» Short exercise 1: List the things the blog post on marital statistics says a wife should have sorted out about a man when deciding to marry him.

» Provided text:
►

Monday, September 12, 2005

Marital Statistics

A few nights ago, ignited by a tv program on marriage and divorce, we started to do a count of those around us who are separated/divorce vs still married.

I'm always very amazed/frustrated at how quickly a person can deny another person's contribution towards a marriage when things go wrong. It always takes two hands to clap. A husband alone cannot break up a whole marriage simply because he is a workaholic or he goes out womanising. Isnt the wife suppose to be appreciative of her husband's hard work to provide for the family? Working life today is not as simple as it used to be, everyone has to fight for their own survival in the office, a small error can mean black mark against your records which can potentially be used against you during staff evaluation/staff trimming exercises. If a husband is dedicated at work, as long as he is honest and willing to share his working life with the wife, isnt the wife suppose to be supportive and rejoice in his dedication? Can it be a valid reason for causing the rife in the marriage?

If the husband is found to be womanising, besides his inability to stay monogamous, isnt the wife also partly responsible to drive him into the arms of other women?? Or can the wife just convieniently blame everything onto the husband?

Likewise, if the wife has a "change" of heart, doesnt she know that there is NO perfect men/husband out there? When she decide to marry this man, she should have all her doubts/queries about him, his bad habits, his secrets/desires all sorted out? Why wait after the perfect wedding to dig out all the dirt and spill them out as an excuse for displeasure??

◄

» Short exercise 2: Please change "thickest" to "widest" in the rows, starting with the line containing "of the shoreline" and going on through the end of the rows, with everything else left as it is.

» Working data:
►

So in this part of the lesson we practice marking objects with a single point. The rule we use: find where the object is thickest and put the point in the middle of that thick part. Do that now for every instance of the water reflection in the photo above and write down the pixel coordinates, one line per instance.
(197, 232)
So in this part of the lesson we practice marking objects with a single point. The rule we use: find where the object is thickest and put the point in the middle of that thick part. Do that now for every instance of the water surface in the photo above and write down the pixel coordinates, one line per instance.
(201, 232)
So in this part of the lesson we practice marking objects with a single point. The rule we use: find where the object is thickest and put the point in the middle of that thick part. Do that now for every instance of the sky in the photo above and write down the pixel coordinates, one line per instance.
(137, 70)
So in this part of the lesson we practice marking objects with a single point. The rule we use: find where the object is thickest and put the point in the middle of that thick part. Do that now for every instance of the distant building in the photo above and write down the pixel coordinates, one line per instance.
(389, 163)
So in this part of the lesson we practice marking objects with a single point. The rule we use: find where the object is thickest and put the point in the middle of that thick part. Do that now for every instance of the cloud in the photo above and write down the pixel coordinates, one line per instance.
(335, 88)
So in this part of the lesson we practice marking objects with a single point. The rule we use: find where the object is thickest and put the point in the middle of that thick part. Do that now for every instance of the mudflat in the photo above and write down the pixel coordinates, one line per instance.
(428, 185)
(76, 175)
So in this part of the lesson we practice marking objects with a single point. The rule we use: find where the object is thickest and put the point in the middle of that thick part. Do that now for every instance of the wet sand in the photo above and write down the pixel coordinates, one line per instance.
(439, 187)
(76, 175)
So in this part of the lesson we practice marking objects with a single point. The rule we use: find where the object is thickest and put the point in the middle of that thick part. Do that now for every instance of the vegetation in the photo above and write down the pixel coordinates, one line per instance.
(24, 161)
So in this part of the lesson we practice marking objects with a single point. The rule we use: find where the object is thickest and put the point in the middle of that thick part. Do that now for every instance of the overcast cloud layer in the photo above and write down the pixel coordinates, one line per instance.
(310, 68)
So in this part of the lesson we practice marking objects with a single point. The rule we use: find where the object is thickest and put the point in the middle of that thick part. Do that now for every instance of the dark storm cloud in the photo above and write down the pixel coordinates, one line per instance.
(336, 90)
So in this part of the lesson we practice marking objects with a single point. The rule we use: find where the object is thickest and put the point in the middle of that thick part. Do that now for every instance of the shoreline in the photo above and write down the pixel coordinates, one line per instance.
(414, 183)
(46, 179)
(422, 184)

◄

» Task answer 1:
- her doubts/queries about him
- his bad habits
- his secrets/desires

» Task answer 2:
So in this part of the lesson we practice marking objects with a single point. The rule we use: find where the object is widest and put the point in the middle of that thick part. Do that now for every instance of the shoreline in the photo above and write down the pixel coordinates, one line per instance.
(414, 183)
(46, 179)
(422, 184)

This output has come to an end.